- **PROVIDED PASSAGE**
Excess weight and COVID-19
The launch of the Better Health campaign was preceded by the release of a report by Public Health England, which indicated that the risk of severe illness and death from COVID-19 is significantly exacerbated by obesity and excess weight. Drawing on data from studies conducted around the world, the ‘Excess weight and COVID-19’ report determined that being severely overweight drastically increases the risk of a COVID-19 patient needing hospital treatment or intensive care, as well as their likelihood of dying from the virus; and that the risk increases the higher a patient’s body mass index (BMI) is. Excess weight does not appear to heighten people’s risk of contracting COVID-19 in the first place, however.
Around 63% of adults in the UK are living with excess weight in proportion to their height, with higher proportions of excess weight and obesity reported in the 55-74 age bracket, among some BAME populations and in areas of high economic deprivation. Excess weight is a risk factor for a number of acute and chronic health conditions, including some cancer types; liver disease; respiratory conditions; cardiovascular issues; and type 2 diabetes. Patients with obesity have a lowered average life expectancy and lower quality of life.
One of the studies covered in the report found that COVID-19 patients with BMIs between 35 and 40 had a 40% higher risk of death than patients in the healthy BMI range of 18.5 to 24.9, while patients with BMIs higher than 40 were 90% more likely to die from the virus than those in the healthy range. Intensive care units reported higher proportions of obese patients who were critically ill with COVID-19 than the national average: 2.9% of the general population have a BMI over 40, whereas in intensive care COVID-19 admissions the percentage rose to 7.9%.

- **EXTRACTED INFORMATION**
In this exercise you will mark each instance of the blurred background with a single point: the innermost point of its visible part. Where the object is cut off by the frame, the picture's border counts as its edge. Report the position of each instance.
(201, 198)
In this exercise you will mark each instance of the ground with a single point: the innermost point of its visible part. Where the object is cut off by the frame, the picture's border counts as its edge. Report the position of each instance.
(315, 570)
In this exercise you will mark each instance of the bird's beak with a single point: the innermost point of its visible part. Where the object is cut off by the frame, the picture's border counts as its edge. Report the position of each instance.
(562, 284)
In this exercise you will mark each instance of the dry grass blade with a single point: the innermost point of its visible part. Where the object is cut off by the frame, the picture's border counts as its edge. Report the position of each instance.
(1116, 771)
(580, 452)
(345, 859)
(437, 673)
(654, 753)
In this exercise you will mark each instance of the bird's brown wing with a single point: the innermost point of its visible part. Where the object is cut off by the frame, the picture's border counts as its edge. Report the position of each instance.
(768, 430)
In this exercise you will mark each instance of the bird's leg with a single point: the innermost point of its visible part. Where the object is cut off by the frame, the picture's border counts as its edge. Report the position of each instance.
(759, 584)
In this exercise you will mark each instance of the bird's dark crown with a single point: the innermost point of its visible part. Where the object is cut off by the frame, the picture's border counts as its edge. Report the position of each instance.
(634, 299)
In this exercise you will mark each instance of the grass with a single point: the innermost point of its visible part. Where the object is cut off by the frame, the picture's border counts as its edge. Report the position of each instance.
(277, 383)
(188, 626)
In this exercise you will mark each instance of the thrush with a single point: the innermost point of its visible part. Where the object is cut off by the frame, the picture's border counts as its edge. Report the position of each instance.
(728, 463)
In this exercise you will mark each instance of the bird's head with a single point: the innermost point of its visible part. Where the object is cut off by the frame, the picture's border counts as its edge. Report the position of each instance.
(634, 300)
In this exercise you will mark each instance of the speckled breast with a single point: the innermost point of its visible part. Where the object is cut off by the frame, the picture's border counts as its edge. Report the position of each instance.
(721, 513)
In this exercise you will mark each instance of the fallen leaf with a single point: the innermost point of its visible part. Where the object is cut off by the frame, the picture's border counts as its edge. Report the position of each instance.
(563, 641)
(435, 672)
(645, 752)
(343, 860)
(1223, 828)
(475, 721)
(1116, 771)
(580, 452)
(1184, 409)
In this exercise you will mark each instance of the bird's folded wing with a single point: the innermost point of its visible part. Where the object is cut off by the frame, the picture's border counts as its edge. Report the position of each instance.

- **PROMPT 1**
In the passage on excess weight and COVID-19, what share of UK adults live with excess weight for their height?
- **PROMPT 2**
Continue the passage on excess weight and COVID-19 from the point where it ends.

- **RESPONSE BOX 1**
Around 63%

- **RESPONSE BOX 2**
Understanding the links between COVID-19 and obesity
While no research to date has determined precisely why excess weight and obesity are closely linked to COVID-19 outcomes, the report identified a number of ‘plausible mechanisms’ which may go some way towards explaining the link:
- Excess weight is associated with certain comorbidities which appear to exacerbate the symptoms of COVID-19, including type 2 diabetes, cardiovascular diseases and respiratory conditions
- The presence of excess adipose tissue in the body can inhibit the healthy functioning of the respiratory and cardiovascular systems, enhance inflammatory responses, and trigger metabolic dysfunction and impaired response to infection
- Socioeconomic and demographic factors which are associated with a higher risk of obesity are also associated with increased severity of COVID-19 cases
- Patients living with excess weight and obesity may encounter or perceive a degree of stigma which could increase their reluctance to seek treatment
Chief Nutritionist at Public Health England Dr Alison Tedstone said: “The current evidence is clear that being overweight or obese puts you at greater risk of serious illness or death from COVID-19, as well as from many other life-threatening diseases. It can be hard to lose weight and even harder to sustain it, which is why people cannot easily do it on their own. Losing weight can bring huge benefits for health – and may also help protect against the health risks of COVID-19. The case for action on obesity has never been stronger.”